» Written tasks
1. In the article on the Thunderbird Pow Wow, write out the passage starting at "Thunderbird American Indian" and ending at "to these funds.".
2. According to the article on the Thunderbird Pow Wow, since what year has TNC presented the Pow-Wows annually?

» Article
Thunderbird American Indian Dancers holds its 31st annual Dance Concert and Pow Wow at Theater for the New City. The troupe's appearances benefit college funds for needy Native American students. Its Pow-Wows have been presented annually as a two-week event by TNC since 1976, with the entire box-office donated to these funds.
The event features dances, stories and traditional music from the Iroquois and Native Peoples of the Northwest Coast, the Southwest, the Plains, and the Arctic regions. Highlights of this year's celebration include a Hoop Dance performed by Raymond Two Feathers (Cherokee) and "Dancing Wolf" Michael Taylor (Choctaw/French). For the fourth time, the Pow Wow includes a dance from the Inuit people of Alaska, called The Caribou Dance. Other highlights include a Butterfly Dance (a Hopi custom which gives thanks for the beauty of nature), a Grass Dance and Jingle Dress Dance (from the Northern Plains people), a Fancy Dance and a Shawl Dance (from the Oklahoma tribes). Featured performers include Joe Cross, a storyteller from the Caddo Tribe (Oklahome), the Heyna Second Son Singers (various tribes) and Mitoka Eagle (Santo Domingo/Pueblo).

» Record list

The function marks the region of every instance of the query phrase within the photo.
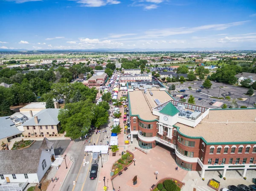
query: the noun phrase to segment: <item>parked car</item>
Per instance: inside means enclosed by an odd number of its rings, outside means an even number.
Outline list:
[[[91,170],[90,171],[90,180],[95,180],[96,178],[97,178],[98,168],[98,164],[93,164],[92,165]]]

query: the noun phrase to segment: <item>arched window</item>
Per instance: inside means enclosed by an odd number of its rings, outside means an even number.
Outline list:
[[[43,162],[42,162],[42,167],[43,168],[43,171],[44,170],[44,168],[46,168],[46,161],[44,159],[44,160],[43,160]]]

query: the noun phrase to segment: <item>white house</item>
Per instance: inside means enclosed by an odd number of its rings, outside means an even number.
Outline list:
[[[51,166],[51,155],[41,149],[0,151],[0,183],[39,183]]]

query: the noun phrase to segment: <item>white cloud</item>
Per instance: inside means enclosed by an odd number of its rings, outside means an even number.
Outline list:
[[[9,0],[10,1],[15,1],[17,3],[23,3],[26,2],[31,1],[41,1],[42,0]]]
[[[144,8],[144,9],[151,10],[154,9],[157,9],[157,7],[158,7],[158,6],[156,5],[150,5],[145,6]]]
[[[117,4],[121,3],[119,1],[116,0],[73,0],[76,1],[81,6],[98,7],[105,6],[107,5]]]
[[[35,49],[36,50],[39,50],[40,49],[42,49],[41,47],[38,47],[38,46],[33,46],[33,48]]]
[[[52,40],[53,39],[61,39],[61,38],[64,38],[65,37],[54,37],[53,38],[46,38],[45,40]]]
[[[28,41],[24,41],[24,40],[20,40],[19,43],[19,44],[28,44],[29,43]]]
[[[67,43],[68,43],[69,44],[76,44],[76,41],[67,41]]]
[[[250,14],[249,16],[250,17],[256,17],[256,13],[254,13],[254,14]]]
[[[122,37],[125,37],[126,36],[133,36],[136,35],[136,34],[135,33],[128,33],[128,34],[112,34],[109,36],[110,38],[120,38]]]
[[[163,1],[163,0],[146,0],[147,2],[153,3],[160,3]]]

» Solutions for each task
1.
Thunderbird American Indian Dancers holds its 31st annual Dance Concert and Pow Wow at Theater for the New City. The troupe's appearances benefit college funds for needy Native American students. Its Pow-Wows have been presented annually as a two-week event by TNC since 1976, with the entire box-office donated to these funds.

2. Since 1976.